EXERCISE TEXT below:
- Date posted
- 23h
Do you ever become ok with not knowing
I know that the whole point of treatmeant is to learn to tolerate uncertainty but it feels so heavy. I'm the kind of person who puts a lot of value on knowing myself deeply and I've always been very introspective and have had a very strong sense of self, I love getting to know myself and I get a lot of peace from knowing who I am and from being connected to myself. I've kind of figured out lately that my core fear is tied to the idea of living a meaningful authentic life so it makes sense why I put so much effort into knowing who I am. I have soocd and my symptoms are not as bad as they used to be but this feeling of not knowing for sure who I am in this area of my life feels so heavy to carry and is so persistent. Any other feeling may go away, the anxiety, the sadness, but this one never does. And I really don't wanna live my whole life like this, with this weight om my chest. I try to let it be and to tell myself it will sort itself out but it's so hard. I see other people who are very relaxed and carefree and happy with their lives and I think that its because they know themselves and that I would be happy too if I didn't have such big questions about who I am. I get so envious that others go through life knowing exactly who they are and what they want and that they can actually put their mental energy in day to day things instead of these big questions. I think that maybe this fear that I'll carry the heaviness of not knowing is another way ocd is trying to get me to review the thoughts so I try not to listen to it but I can't see how I'll ever feel ok without knowing every single thing about myself, especially such a big thing.
End of EXERCISE TEXT.
RECORD SET below:
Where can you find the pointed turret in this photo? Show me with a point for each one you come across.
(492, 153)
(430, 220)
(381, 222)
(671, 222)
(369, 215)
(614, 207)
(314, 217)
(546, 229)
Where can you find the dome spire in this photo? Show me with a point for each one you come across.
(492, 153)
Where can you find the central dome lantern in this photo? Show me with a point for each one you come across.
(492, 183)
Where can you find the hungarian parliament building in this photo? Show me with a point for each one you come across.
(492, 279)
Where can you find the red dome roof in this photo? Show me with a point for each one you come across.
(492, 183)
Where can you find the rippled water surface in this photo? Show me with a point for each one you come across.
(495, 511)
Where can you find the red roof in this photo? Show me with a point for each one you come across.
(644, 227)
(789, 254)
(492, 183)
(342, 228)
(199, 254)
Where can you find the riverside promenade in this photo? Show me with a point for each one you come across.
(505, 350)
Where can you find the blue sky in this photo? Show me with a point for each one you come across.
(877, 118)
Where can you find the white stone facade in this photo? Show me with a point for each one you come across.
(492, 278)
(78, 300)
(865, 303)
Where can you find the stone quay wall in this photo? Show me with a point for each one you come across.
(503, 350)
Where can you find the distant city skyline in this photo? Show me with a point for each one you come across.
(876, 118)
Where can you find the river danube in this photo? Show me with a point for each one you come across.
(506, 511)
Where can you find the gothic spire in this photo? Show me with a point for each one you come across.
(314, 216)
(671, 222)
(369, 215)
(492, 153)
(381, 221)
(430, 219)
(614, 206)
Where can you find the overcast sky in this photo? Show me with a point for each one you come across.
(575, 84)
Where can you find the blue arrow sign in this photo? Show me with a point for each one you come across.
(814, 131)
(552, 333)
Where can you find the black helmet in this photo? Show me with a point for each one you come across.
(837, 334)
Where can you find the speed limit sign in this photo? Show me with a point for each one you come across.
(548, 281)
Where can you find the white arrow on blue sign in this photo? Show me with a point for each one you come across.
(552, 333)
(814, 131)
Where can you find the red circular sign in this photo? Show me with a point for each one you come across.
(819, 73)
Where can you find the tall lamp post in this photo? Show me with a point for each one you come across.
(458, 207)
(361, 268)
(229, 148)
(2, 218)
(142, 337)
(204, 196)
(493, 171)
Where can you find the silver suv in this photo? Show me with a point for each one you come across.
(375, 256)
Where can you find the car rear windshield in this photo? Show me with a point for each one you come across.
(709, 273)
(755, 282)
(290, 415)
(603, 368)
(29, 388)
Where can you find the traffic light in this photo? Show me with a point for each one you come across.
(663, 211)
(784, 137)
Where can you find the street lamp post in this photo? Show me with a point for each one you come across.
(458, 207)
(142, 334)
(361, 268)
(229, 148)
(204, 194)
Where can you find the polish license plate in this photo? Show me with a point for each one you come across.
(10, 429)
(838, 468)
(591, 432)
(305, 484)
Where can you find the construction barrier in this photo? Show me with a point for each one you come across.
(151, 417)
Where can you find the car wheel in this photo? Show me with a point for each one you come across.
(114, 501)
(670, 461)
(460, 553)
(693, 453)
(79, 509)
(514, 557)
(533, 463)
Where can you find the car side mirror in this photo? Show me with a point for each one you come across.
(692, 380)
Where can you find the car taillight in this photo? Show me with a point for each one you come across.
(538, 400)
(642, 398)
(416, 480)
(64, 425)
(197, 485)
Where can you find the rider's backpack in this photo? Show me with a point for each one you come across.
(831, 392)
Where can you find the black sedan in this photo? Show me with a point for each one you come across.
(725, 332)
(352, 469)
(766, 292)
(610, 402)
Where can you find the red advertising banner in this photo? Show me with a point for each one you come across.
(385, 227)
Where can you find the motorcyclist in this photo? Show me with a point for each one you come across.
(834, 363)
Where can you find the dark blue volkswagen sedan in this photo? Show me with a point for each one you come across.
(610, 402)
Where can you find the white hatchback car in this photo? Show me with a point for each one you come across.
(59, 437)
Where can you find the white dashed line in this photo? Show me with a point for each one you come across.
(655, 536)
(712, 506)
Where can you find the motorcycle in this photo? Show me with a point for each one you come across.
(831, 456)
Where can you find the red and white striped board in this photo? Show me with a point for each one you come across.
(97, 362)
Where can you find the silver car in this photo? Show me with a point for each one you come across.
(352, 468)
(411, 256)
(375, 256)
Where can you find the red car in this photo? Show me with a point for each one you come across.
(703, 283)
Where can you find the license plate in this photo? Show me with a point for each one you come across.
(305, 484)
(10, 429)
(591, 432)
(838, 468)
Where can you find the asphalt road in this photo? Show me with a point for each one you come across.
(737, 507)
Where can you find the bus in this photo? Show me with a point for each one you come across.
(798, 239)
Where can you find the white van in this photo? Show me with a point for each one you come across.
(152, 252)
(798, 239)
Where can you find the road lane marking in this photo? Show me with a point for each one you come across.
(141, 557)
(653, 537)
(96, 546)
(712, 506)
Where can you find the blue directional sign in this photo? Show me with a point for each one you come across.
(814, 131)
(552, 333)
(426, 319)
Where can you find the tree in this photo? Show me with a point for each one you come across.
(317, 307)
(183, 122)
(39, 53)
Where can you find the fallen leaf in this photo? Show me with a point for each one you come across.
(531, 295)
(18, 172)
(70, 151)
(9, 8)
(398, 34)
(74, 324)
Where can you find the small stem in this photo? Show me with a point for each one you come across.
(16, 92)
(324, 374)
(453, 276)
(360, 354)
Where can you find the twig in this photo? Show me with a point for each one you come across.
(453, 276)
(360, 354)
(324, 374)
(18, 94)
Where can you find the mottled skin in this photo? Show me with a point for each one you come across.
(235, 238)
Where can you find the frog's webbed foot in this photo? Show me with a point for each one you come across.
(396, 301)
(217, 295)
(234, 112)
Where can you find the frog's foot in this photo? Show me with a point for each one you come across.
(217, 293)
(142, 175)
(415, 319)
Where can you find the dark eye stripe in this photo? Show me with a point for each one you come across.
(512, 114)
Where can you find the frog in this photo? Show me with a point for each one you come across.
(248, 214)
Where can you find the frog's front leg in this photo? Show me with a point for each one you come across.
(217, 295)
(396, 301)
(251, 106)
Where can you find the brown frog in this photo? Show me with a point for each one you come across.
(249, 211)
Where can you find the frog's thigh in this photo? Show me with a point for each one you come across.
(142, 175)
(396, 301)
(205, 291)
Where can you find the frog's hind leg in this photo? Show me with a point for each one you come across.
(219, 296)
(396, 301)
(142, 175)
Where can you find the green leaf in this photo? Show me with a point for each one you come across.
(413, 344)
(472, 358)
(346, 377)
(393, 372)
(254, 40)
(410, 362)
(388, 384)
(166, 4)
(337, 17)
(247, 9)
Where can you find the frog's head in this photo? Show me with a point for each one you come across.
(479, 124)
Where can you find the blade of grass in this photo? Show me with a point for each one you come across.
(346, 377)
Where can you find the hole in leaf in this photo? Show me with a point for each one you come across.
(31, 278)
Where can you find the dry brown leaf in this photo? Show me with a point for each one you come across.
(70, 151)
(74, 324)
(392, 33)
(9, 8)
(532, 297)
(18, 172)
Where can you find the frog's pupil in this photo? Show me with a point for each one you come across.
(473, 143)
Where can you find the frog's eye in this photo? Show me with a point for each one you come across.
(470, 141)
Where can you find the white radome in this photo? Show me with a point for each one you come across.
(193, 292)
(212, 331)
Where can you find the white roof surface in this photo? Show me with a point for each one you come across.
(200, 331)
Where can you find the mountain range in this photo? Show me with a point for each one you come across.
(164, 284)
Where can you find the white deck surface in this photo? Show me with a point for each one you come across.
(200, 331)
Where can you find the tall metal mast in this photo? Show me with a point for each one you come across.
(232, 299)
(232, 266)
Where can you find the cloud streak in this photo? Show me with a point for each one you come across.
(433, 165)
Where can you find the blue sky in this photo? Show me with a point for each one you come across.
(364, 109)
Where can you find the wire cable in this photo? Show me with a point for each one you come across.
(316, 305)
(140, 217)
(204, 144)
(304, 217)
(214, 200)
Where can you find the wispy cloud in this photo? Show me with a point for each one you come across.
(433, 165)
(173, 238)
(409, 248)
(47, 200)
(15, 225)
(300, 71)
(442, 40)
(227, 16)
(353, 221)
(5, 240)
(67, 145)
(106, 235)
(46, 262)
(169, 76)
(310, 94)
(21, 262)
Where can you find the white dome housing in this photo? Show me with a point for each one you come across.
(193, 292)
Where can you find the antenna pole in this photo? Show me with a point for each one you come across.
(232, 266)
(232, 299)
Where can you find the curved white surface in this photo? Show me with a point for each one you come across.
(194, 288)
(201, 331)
End of RECORD SET.
> _ASSIGNMENT_
According to the post above, what is the writer's core fear tied to? Please answer in one sentence.

> _FINISHED TASK_
The writer's core fear is tied to the idea of living a meaningful, authentic life.